→ **What you need to do**
In the data below, which lines hold "stripe"? Copy every one.
++++ Listed entries ++++
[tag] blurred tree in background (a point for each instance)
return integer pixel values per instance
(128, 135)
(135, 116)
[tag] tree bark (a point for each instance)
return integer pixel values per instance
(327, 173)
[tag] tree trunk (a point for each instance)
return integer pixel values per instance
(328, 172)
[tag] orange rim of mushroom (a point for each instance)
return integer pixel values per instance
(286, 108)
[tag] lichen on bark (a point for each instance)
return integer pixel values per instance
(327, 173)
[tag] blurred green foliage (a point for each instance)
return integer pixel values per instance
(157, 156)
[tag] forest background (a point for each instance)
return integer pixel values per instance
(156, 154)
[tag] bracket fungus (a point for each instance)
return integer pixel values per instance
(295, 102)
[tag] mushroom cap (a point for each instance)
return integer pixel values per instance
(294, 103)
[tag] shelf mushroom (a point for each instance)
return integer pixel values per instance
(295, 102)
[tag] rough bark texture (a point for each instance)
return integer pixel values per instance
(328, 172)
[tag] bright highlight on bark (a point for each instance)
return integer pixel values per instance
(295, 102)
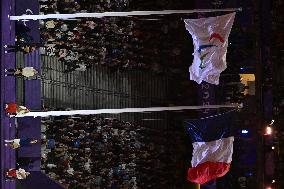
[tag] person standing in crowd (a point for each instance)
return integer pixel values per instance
(17, 143)
(17, 173)
(26, 72)
(12, 109)
(25, 47)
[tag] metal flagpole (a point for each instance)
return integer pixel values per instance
(124, 110)
(118, 14)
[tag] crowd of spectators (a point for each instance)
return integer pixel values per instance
(231, 89)
(118, 42)
(96, 153)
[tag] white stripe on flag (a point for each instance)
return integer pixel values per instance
(215, 151)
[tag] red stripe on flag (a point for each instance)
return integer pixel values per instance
(207, 171)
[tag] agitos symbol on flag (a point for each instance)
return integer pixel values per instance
(210, 39)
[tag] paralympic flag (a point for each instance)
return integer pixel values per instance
(210, 40)
(212, 140)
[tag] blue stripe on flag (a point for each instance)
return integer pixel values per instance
(210, 128)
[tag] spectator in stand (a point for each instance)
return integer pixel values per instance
(17, 174)
(17, 143)
(26, 72)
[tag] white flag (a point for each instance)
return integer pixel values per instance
(210, 39)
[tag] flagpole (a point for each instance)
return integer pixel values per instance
(124, 110)
(118, 14)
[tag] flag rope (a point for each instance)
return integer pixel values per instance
(124, 110)
(118, 14)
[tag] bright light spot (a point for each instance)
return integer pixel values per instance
(268, 130)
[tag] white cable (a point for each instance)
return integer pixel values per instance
(123, 110)
(118, 14)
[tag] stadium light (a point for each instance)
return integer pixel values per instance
(268, 130)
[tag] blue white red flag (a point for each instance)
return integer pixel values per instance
(210, 40)
(212, 140)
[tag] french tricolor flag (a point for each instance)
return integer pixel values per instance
(212, 140)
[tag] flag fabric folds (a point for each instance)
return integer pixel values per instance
(210, 39)
(212, 140)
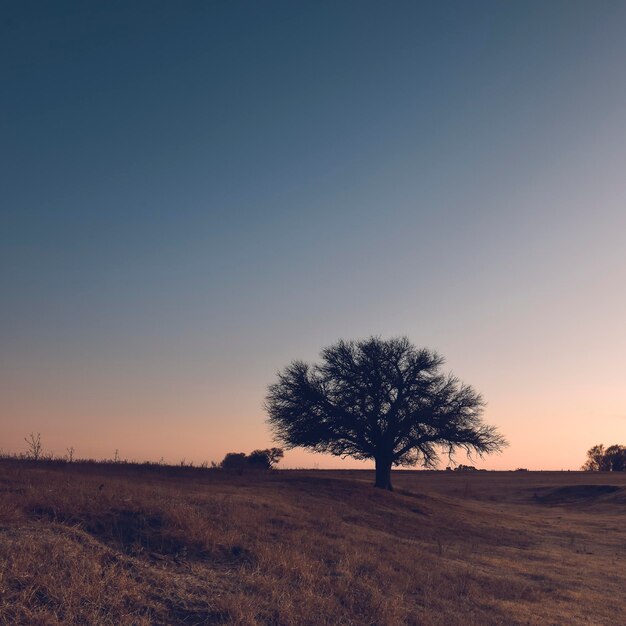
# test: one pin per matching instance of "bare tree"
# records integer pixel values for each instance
(35, 448)
(379, 399)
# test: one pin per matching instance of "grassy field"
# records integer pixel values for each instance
(124, 545)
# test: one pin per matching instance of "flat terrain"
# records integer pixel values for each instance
(106, 544)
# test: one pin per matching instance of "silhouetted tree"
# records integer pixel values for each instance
(265, 459)
(234, 461)
(601, 459)
(378, 399)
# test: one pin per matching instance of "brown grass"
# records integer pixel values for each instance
(103, 545)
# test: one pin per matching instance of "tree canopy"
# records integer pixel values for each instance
(601, 459)
(379, 399)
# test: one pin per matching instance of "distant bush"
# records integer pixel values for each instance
(234, 461)
(465, 468)
(257, 459)
(601, 459)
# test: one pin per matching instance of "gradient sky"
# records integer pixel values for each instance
(194, 194)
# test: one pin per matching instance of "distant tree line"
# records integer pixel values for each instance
(257, 459)
(601, 459)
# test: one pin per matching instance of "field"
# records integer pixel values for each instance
(107, 544)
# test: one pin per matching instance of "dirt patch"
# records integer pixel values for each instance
(575, 494)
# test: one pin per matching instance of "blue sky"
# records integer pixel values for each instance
(195, 194)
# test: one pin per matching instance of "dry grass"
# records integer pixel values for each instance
(103, 545)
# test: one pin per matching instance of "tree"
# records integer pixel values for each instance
(265, 459)
(234, 461)
(378, 399)
(601, 459)
(595, 457)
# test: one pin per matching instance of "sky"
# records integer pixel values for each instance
(194, 194)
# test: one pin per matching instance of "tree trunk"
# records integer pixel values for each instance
(383, 474)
++++
→ **Answer for this exercise**
[tag] white stripe on flag (a point for each instance)
[tag] red stripe on flag (a point for each instance)
[tag] blue stripe on flag (a point for each instance)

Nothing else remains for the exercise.